*** Opening of DATASET RECORDS ***

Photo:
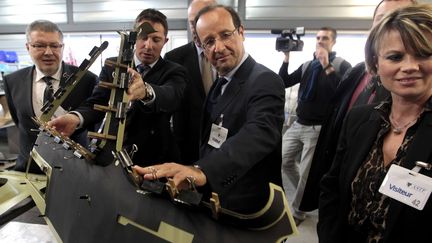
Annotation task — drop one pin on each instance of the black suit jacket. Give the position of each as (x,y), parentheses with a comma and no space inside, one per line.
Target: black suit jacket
(186,121)
(404,223)
(253,112)
(18,87)
(148,126)
(329,134)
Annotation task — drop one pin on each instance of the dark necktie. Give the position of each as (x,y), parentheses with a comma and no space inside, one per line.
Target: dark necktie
(215,94)
(49,89)
(143,69)
(206,73)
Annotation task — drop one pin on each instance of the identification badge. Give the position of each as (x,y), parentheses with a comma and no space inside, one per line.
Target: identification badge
(407,186)
(218,136)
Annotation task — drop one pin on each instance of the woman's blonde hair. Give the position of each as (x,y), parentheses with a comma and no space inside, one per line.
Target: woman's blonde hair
(414,24)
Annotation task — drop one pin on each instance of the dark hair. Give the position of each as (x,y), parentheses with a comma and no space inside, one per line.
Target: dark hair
(154,16)
(333,30)
(414,26)
(379,4)
(234,16)
(43,25)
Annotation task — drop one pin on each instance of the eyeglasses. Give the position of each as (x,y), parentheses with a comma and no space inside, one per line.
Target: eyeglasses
(43,47)
(225,37)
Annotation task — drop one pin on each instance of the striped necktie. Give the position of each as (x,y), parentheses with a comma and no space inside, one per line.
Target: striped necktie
(49,89)
(206,73)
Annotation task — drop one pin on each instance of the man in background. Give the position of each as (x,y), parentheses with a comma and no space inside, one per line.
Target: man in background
(187,119)
(318,81)
(27,89)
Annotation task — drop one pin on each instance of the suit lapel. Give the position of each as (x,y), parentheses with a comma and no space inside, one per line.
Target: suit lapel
(196,73)
(364,138)
(28,87)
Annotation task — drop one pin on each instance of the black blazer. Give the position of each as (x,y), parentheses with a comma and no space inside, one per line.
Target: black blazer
(404,223)
(18,87)
(329,134)
(253,112)
(148,126)
(186,121)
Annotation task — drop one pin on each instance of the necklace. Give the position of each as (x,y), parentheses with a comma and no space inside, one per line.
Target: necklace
(396,128)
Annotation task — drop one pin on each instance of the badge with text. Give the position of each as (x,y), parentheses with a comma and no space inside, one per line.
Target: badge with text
(407,186)
(218,135)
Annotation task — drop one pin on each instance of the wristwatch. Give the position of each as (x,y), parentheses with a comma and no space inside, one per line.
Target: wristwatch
(149,93)
(328,66)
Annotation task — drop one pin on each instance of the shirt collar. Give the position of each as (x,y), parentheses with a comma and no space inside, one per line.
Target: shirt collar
(138,62)
(40,74)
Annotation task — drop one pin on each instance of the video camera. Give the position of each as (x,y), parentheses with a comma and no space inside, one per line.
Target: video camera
(286,41)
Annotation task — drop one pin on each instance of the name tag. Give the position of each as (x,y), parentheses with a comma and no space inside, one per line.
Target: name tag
(407,186)
(218,136)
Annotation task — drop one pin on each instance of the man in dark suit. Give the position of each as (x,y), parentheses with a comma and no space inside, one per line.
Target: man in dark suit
(186,120)
(357,87)
(25,88)
(155,93)
(240,146)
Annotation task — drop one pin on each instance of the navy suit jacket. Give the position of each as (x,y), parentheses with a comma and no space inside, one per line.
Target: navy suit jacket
(148,126)
(253,112)
(359,131)
(186,121)
(18,87)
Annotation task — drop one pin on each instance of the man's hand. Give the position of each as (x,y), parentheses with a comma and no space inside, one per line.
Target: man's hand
(286,57)
(179,174)
(65,124)
(137,89)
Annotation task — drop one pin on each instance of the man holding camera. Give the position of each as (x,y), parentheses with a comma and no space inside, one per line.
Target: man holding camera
(318,80)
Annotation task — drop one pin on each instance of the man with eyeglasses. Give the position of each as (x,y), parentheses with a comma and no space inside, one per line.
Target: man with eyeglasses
(240,146)
(27,88)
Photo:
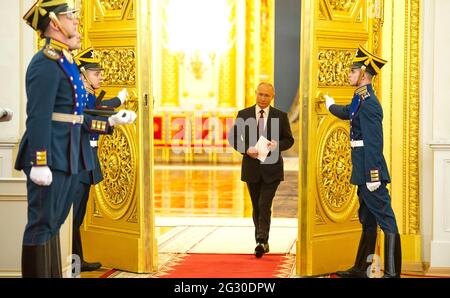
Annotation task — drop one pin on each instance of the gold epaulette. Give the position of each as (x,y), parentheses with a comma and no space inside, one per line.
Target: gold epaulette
(363,92)
(51,52)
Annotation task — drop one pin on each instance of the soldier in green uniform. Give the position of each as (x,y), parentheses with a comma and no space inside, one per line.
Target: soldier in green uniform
(369,172)
(51,152)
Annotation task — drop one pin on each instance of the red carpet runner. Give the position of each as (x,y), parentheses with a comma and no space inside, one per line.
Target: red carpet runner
(231,266)
(218,266)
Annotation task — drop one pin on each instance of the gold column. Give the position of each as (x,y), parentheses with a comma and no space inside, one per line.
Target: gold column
(400,99)
(259,46)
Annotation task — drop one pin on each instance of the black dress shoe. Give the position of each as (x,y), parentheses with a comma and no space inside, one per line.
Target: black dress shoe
(259,250)
(85,266)
(352,273)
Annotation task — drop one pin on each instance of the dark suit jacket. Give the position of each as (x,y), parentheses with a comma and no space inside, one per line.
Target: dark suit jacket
(366,116)
(244,134)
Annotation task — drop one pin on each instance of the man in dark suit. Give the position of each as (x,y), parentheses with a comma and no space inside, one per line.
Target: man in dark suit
(369,171)
(262,173)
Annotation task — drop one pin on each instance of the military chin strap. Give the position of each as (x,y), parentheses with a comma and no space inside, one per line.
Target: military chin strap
(55,19)
(361,75)
(89,88)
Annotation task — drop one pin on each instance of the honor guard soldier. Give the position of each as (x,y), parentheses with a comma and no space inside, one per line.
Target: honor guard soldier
(369,170)
(49,152)
(91,72)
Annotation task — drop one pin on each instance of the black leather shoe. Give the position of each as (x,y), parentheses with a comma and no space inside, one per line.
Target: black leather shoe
(85,266)
(352,273)
(259,250)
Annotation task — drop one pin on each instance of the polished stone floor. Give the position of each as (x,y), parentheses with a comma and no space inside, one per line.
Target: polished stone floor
(216,191)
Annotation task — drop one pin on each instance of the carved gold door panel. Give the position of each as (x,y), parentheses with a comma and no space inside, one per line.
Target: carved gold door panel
(118,229)
(328,220)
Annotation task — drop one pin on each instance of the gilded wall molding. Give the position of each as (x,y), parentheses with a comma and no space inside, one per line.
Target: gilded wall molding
(334,66)
(337,195)
(119,65)
(113,4)
(341,5)
(117,157)
(411,106)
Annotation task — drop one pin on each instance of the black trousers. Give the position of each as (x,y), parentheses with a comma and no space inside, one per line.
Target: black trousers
(261,194)
(375,209)
(48,207)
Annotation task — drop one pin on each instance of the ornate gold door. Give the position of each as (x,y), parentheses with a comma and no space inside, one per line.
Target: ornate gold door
(329,228)
(118,229)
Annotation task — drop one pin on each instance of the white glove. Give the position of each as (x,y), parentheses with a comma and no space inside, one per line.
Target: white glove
(5,114)
(133,116)
(372,186)
(122,95)
(41,175)
(122,117)
(329,101)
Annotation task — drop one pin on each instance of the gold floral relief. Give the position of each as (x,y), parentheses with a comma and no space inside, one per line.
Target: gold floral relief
(118,164)
(119,65)
(334,67)
(113,4)
(342,5)
(337,195)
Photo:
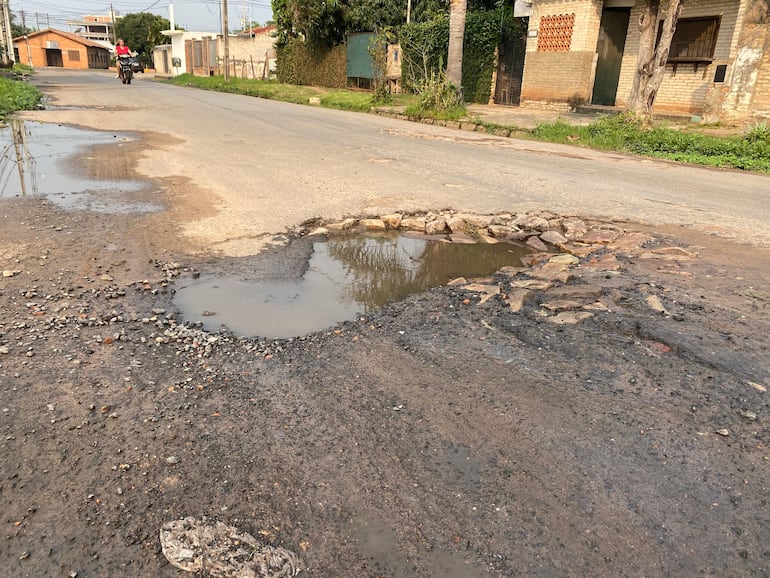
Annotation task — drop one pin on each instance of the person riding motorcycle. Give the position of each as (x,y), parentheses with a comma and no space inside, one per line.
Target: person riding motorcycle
(122,50)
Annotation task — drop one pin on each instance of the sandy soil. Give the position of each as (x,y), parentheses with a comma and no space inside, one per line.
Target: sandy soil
(436,437)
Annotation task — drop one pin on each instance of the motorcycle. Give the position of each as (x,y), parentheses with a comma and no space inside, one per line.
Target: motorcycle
(126,73)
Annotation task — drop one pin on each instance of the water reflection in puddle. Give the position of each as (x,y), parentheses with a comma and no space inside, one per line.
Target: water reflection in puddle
(33,162)
(345,277)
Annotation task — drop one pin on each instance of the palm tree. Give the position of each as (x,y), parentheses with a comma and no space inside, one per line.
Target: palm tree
(454,69)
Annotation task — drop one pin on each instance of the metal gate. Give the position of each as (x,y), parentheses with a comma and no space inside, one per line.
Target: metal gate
(510,69)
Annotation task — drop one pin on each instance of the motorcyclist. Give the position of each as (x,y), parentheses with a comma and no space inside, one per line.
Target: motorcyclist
(122,50)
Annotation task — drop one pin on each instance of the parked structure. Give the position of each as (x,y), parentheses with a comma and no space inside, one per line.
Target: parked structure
(53,47)
(585,51)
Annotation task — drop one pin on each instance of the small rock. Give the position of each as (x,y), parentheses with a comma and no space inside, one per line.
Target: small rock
(561,304)
(499,231)
(413,224)
(553,237)
(462,239)
(534,284)
(574,228)
(458,281)
(749,415)
(517,298)
(344,225)
(372,224)
(476,221)
(435,226)
(564,259)
(392,221)
(455,225)
(532,223)
(535,242)
(599,236)
(570,317)
(654,302)
(758,386)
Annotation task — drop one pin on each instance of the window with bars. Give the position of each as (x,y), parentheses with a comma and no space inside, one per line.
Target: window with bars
(695,39)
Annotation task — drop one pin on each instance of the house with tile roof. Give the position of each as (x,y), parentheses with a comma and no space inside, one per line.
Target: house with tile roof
(585,51)
(56,48)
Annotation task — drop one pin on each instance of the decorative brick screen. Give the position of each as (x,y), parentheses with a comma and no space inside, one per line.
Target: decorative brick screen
(555,33)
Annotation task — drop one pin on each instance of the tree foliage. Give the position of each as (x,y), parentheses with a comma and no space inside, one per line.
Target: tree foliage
(325,22)
(142,31)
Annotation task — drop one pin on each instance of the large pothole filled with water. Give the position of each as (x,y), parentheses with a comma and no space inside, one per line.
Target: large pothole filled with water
(346,276)
(37,160)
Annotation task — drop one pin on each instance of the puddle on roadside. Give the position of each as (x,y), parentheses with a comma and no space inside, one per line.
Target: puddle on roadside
(345,277)
(35,160)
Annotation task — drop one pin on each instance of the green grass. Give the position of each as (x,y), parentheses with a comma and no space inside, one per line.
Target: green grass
(17,95)
(339,99)
(624,133)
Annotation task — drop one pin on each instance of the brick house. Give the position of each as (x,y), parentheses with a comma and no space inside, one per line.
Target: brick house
(52,47)
(585,51)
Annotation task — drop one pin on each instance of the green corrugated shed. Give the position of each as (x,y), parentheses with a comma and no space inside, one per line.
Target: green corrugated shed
(359,59)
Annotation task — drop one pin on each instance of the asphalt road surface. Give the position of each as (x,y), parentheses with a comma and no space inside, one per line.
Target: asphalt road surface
(255,166)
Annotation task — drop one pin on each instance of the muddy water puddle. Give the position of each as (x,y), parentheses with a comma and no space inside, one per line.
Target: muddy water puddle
(345,277)
(36,160)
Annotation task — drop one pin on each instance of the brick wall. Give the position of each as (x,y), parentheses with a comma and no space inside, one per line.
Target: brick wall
(747,93)
(687,88)
(760,103)
(557,76)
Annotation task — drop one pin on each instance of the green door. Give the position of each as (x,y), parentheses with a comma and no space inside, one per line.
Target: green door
(612,40)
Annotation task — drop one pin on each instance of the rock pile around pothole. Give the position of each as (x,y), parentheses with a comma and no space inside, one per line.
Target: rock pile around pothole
(560,247)
(215,549)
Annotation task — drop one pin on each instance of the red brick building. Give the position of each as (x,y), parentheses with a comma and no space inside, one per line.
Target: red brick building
(585,51)
(52,47)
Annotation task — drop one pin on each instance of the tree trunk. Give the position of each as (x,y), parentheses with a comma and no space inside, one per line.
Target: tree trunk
(454,69)
(651,62)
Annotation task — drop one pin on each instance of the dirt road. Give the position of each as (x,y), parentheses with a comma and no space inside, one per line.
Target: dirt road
(439,436)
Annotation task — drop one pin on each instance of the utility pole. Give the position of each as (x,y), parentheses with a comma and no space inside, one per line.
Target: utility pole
(26,39)
(226,38)
(7,35)
(114,32)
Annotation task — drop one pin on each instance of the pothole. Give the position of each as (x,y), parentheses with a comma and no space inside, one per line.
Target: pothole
(36,160)
(346,276)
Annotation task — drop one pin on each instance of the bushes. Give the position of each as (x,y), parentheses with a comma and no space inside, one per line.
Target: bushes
(17,95)
(301,63)
(625,132)
(424,47)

*** Close of DATASET RECORDS ***

*TASK DETAILS:*
Take the lines of the material above from the first through the one containing "of the eyeglasses.", both included, and print them exactly without the pictures.

*ANSWER BOX:*
Photo:
Annotation task — drop one pin on each instance of the black suit jacket. Give the position of each as (x,y), parentheses with a comma and no space inside, one per line.
Target: black suit jacket
(186,121)
(404,223)
(253,112)
(18,87)
(148,126)
(329,134)
Annotation task — drop one pin on each instance of the dark necktie. Give the position of each as (x,y), parentheses with a comma and no space inside, one per line.
Target: dark necktie
(215,94)
(49,89)
(143,69)
(206,73)
Annotation task — drop one pin on each instance of the identification badge. Give the position of each as (x,y), parentheses with a comma and no space inside, one per line.
Target: identification badge
(407,186)
(218,136)
Annotation task — drop one pin on each instance of the woman's blonde hair. Give the position of each as (x,y), parentheses with a comma and no space inside, one per line.
Target: woman's blonde hair
(414,24)
Annotation task — drop one pin on each instance of the dark hair. Give the position of each as (x,y), parentheses with a comma and no space inside, one per line.
Target: dark hair
(154,16)
(333,30)
(414,26)
(379,4)
(234,16)
(43,25)
Annotation task — drop one pin on each instance of the eyeglasses. Give the position of each as (x,y), parentheses with a comma and no space inside, one per line.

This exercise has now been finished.